Better loan growth a key for upgrade

Quick Pointers:

? Mixed quarter with miss on core PPoP but better asset quality.

? We trim loan growth by 1% to 15%; FY26 NIM could surprise positively

KMB saw a mixed quarter as core PPoP missed PLe by 4% though asset quality improved. Despite lifting of embargo and acquiring StanC’s PL portfolio of Rs 33bn, loan growth was weak at 13.5% YoY (PLe 15.0%). NII was 3% lower owing to QoQ increase in balance sheet liquidity by Rs377bn leading to softer NIM at 4.5% for FY25 (PLe 4.67%). While we are factoring NIM decline of 10bps YoY in FY26E to 4.4%, levers for upgrade are (1) utilization of excess liquidity (2) faster growth in PL/CC and (3) reduction in fixed SA rate from 3.8%. Asset quality was better since net slippages were lower and higher provisions were partly driven by QoQ increase in PCR by 492bps to 78%. PL credit cost declined whereas credit cost for CC is stable. Hence, we expect provisions to reduce from 73bps in FY25 to 63bps in FY26. We keep multiple at 2.4x but increase TP to Rs2,400 from Rs2,230 as we roll forward to Mar’27 core ABV. Retain ‘BUY

? Mixed quarter; lower NII/loan growth but superior asset quality: NII was lower to PLe at Rs72.8bn (PLe Rs75.1bn). NIM (calc.) was a miss at 4.63% (PLe 4.91%); reported NIM improved by 4bps QoQ to 4.97%. Credit growth was a miss at 13.5% YoY (PLe 15%). Deposit accretion was higher at 11.2% YoY (PLe 10.1%). LDR decreased to 85.5% (87.4% in Q3FY25); CASA ratio increased to 43% (42.3% in Q3’25). Other income was higher at Rs31.8bn (PLe Rs28.6bn) due to better fees. Opex at Rs49.9bn was a 3% miss. Core PPoP at Rs49.1bn was lower to PLe by 4%; PPoP was Rs54.7bn. Asset quality improved; GNPA fell by 8bps QoQ to 1.42% (PLe 1.53%) due to lower net slippages. Provisions were Rs9.1bn (PLe Rs7.1bn) due to QoQ increase in PCR from 73% to 78% and AIF provisions. Core PAT was a 6% miss to PLe at Rs31.1bn. PAT was Rs35.5bn

? Sequential loan growth was soft: Credit growth was soft at 3.2% QoQ since corporate, CC and MFI declined QoQ by 4.0%/4.9%/18.6%. HL, SME and CV saw decent growth QoQ of 4.4%, 6.0% and 5.5%. Since the embargo has been lifted, growth in PL segment jumped QoQ to 16.5%. Bank de-grew MFI due to stress and it is evaluating if this stress is cyclical or structural; portfolio would be adjusted accordingly. Guidance to increase unsecured share to mid-teens is intact. Business growth is guided at 1.5-2.0x of nominal GDP growth; we are factoring loan CAGR of 15% over FY25-27E (1% cut in FY26/27E).

## YOUR OBJECTIVE
Indicate whether each statement agrees with the quarterly results note above, answering yes or no and quoting the words of the note that decide it: (a) deposit growth came in above the PLe estimate; (b) the target price was lowered; (c) growth in the PL segment fell after the embargo was lifted.

## SUPPLIED DATA
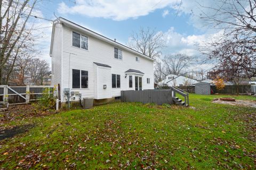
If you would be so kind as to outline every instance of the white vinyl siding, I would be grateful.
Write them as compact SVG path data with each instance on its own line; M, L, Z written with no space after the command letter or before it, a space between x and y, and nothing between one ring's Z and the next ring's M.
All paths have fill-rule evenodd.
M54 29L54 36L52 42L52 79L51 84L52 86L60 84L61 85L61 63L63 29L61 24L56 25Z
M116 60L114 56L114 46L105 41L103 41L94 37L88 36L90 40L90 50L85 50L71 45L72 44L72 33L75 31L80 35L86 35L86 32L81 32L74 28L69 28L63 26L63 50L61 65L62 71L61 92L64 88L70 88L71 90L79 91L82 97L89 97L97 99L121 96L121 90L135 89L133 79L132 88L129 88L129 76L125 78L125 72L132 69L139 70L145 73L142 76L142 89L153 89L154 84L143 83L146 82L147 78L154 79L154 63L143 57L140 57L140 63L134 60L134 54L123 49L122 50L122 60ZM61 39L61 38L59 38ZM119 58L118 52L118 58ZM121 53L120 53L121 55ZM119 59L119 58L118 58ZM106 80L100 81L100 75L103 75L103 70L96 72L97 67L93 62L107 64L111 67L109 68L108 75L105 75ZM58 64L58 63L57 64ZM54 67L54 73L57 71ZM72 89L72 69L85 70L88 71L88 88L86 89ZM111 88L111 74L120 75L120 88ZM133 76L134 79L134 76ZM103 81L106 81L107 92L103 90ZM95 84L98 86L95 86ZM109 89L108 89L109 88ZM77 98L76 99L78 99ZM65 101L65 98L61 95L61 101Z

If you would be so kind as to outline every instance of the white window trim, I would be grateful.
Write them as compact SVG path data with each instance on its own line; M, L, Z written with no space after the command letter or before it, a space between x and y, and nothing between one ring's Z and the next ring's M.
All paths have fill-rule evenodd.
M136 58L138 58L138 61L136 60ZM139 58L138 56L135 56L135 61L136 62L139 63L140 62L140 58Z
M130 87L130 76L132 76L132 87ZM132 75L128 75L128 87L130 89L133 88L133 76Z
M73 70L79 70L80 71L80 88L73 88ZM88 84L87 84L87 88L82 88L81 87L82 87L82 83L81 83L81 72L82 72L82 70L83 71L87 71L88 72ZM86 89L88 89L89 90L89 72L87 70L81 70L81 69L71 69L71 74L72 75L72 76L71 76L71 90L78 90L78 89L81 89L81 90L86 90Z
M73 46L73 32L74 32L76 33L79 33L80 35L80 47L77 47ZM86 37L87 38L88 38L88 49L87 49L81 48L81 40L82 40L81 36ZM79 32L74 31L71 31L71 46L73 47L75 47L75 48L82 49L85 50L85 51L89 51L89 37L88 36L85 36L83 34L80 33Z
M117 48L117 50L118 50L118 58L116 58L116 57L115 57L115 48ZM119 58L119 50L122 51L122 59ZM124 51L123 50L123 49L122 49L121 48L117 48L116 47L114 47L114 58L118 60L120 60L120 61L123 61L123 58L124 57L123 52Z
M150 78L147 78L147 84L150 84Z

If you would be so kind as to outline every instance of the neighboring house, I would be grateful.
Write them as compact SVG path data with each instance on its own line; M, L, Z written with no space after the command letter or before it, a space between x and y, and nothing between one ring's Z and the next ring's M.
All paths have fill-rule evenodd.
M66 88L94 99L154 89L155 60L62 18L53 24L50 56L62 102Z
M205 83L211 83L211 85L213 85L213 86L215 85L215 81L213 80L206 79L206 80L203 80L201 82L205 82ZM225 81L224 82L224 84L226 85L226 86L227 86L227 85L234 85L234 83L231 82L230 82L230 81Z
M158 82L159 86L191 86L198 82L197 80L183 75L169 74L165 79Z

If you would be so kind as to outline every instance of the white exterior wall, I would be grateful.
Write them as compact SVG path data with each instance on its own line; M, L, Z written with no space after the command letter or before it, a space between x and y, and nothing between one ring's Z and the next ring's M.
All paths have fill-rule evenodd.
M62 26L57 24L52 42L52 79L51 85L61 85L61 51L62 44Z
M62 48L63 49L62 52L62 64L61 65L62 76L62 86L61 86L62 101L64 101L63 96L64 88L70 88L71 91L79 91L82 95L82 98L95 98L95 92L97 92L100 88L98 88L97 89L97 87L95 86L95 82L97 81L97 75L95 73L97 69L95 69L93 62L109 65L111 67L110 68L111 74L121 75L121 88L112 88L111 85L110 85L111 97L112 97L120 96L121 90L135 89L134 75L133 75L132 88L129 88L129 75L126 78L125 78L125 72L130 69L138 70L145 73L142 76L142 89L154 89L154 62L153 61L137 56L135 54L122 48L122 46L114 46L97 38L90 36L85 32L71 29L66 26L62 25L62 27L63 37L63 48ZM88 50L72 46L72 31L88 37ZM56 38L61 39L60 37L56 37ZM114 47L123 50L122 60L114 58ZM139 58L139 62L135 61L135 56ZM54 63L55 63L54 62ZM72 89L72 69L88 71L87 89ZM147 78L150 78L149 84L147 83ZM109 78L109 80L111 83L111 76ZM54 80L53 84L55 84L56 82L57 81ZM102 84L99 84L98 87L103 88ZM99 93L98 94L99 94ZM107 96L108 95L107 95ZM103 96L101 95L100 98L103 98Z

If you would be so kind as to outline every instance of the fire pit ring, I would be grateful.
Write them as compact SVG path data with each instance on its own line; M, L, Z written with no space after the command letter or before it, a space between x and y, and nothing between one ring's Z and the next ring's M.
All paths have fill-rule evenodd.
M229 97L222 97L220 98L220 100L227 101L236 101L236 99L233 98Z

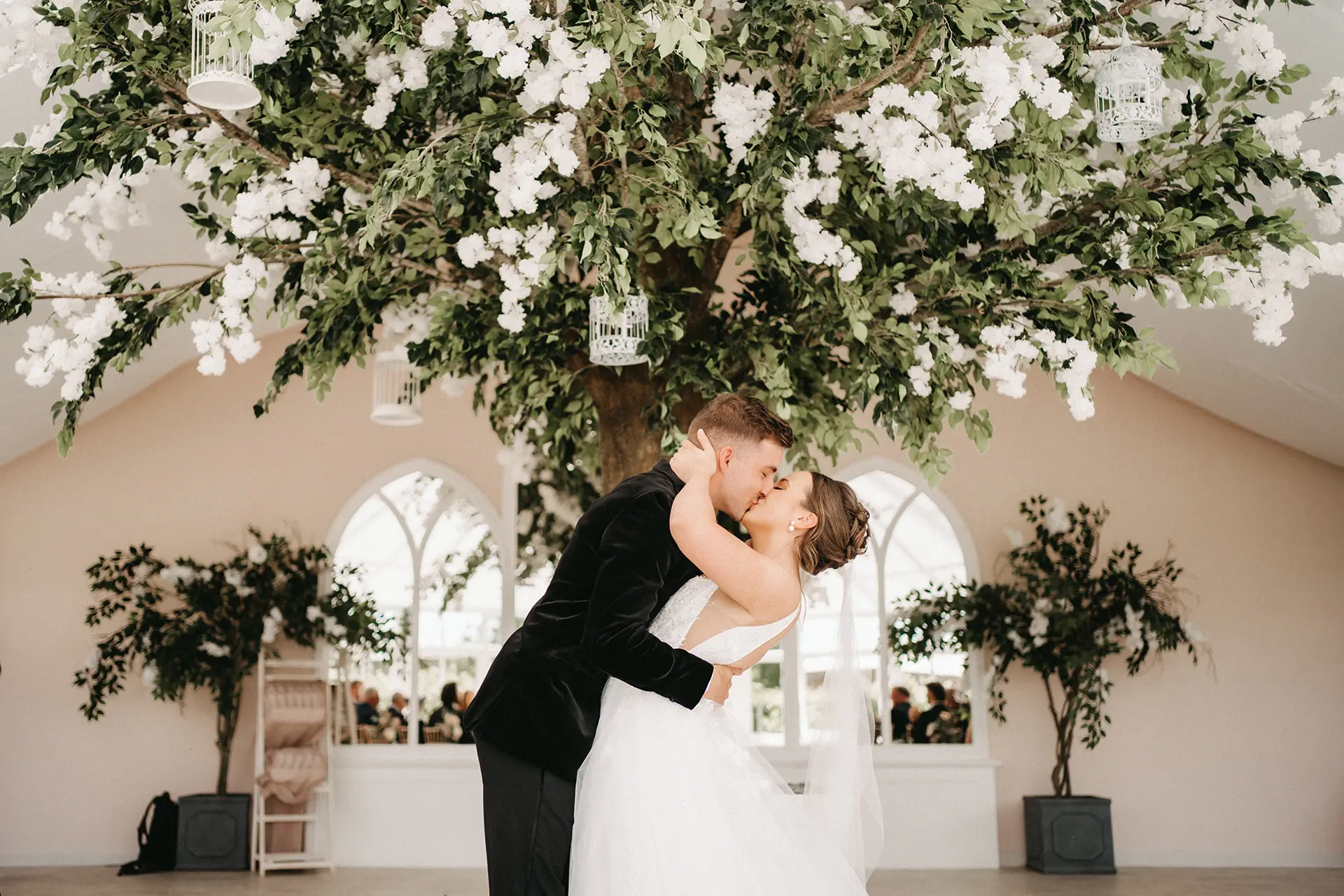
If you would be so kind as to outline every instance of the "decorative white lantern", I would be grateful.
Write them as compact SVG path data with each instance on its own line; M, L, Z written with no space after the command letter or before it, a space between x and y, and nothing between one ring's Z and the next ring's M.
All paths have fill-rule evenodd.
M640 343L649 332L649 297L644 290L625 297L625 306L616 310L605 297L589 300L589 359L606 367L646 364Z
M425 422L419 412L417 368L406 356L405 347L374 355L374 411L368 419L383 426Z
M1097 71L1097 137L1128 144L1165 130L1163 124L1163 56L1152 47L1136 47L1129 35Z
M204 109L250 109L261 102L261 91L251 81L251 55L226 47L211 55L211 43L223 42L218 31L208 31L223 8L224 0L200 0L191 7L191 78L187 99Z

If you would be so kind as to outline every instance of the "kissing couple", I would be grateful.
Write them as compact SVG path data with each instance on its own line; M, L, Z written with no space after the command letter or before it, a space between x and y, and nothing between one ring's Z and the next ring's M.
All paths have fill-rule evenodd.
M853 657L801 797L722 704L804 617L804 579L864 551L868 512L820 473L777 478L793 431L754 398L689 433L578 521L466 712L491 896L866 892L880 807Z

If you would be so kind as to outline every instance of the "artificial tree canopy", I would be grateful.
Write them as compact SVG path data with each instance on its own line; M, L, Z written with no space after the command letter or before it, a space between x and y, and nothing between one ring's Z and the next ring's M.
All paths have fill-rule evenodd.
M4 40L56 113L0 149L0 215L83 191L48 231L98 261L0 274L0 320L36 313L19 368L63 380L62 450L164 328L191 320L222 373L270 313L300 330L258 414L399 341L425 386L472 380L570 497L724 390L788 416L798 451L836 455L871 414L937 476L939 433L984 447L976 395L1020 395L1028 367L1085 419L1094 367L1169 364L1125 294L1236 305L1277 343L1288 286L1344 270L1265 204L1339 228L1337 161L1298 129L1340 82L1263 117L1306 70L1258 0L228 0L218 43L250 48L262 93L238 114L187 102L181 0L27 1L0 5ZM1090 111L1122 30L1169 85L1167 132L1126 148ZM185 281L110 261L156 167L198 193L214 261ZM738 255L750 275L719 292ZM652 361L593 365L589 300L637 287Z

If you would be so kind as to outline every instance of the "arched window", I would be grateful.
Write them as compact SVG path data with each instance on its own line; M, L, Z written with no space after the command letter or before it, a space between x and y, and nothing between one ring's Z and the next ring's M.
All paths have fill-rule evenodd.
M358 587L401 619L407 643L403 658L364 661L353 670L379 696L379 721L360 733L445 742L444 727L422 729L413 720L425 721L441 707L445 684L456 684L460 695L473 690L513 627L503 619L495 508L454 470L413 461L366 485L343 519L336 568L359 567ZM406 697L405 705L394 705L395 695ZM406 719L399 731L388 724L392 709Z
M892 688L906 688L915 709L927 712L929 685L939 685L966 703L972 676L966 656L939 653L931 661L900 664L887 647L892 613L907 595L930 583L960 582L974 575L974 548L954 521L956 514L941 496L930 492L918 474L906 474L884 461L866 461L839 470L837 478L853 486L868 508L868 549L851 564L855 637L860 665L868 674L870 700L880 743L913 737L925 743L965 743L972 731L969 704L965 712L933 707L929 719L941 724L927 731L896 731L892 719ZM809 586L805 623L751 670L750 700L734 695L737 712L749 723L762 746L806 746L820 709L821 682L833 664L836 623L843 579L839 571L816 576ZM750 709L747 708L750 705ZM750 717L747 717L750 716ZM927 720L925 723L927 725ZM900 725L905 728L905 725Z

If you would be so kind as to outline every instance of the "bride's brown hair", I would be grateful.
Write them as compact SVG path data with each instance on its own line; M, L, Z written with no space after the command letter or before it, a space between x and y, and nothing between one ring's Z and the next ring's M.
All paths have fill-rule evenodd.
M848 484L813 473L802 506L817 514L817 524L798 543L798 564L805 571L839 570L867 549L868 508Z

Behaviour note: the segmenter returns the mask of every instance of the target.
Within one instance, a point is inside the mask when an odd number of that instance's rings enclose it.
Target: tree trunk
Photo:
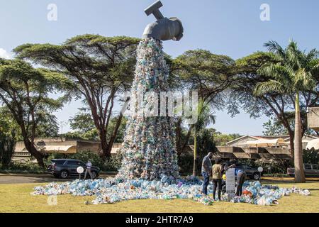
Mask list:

## ANSWER FOR THIS EXERCISE
(a) Yes: "Deposit accretion was higher at 11.2% YoY (PLe 10.1%)."
(b) No: "increase TP to Rs2,400 from Rs2,230"
(c) No: "Since the embargo has been lifted, growth in PL segment jumped QoQ to 16.5%."